━━ PROVIDED DATA ━━

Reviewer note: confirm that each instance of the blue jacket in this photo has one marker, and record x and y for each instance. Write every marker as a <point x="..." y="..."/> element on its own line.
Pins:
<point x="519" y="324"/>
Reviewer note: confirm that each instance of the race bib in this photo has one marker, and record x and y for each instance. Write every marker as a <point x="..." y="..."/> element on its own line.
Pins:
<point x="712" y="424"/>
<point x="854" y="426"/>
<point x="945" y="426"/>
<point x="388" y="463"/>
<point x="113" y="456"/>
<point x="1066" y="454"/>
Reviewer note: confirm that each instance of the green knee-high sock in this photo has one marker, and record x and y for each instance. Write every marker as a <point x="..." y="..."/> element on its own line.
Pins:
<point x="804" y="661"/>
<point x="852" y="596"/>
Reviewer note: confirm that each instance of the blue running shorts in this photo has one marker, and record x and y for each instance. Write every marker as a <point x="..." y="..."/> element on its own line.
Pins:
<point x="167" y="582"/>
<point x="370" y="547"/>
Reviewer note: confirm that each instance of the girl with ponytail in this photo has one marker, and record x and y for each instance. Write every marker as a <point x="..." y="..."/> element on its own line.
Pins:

━━━

# THE TASK
Every line from the one containing "Reviewer note: confirm that each instance of the race" through the last line of the entries must be written out verbatim, and no other line.

# TASK ANSWER
Reviewer note: confirm that each instance of the race bib in this photo has one marker, and record x and y for each instance. Write every marker as a <point x="..." y="..."/> element on its own line.
Pins:
<point x="712" y="424"/>
<point x="854" y="426"/>
<point x="945" y="426"/>
<point x="388" y="463"/>
<point x="113" y="456"/>
<point x="1066" y="454"/>
Reviewer note: confirm that each instance of the green knee-high sock in this photo has one marker, and record x and y for each instance. Write every marker as a <point x="..." y="..."/> element on its own line.
Pins:
<point x="804" y="661"/>
<point x="852" y="596"/>
Reviewer note: confirm that each instance of the blue running shorts in this photo has one marker, and record x and y for each instance. Write every marker as a <point x="..." y="..."/> element on its own line.
Pins:
<point x="167" y="582"/>
<point x="370" y="547"/>
Reviewer note: confirm that each instance of the girl with ponytail in this photo has one marker, and record x and y for each instance. Write every marker as a <point x="..." y="..."/> element on its own line.
Pins:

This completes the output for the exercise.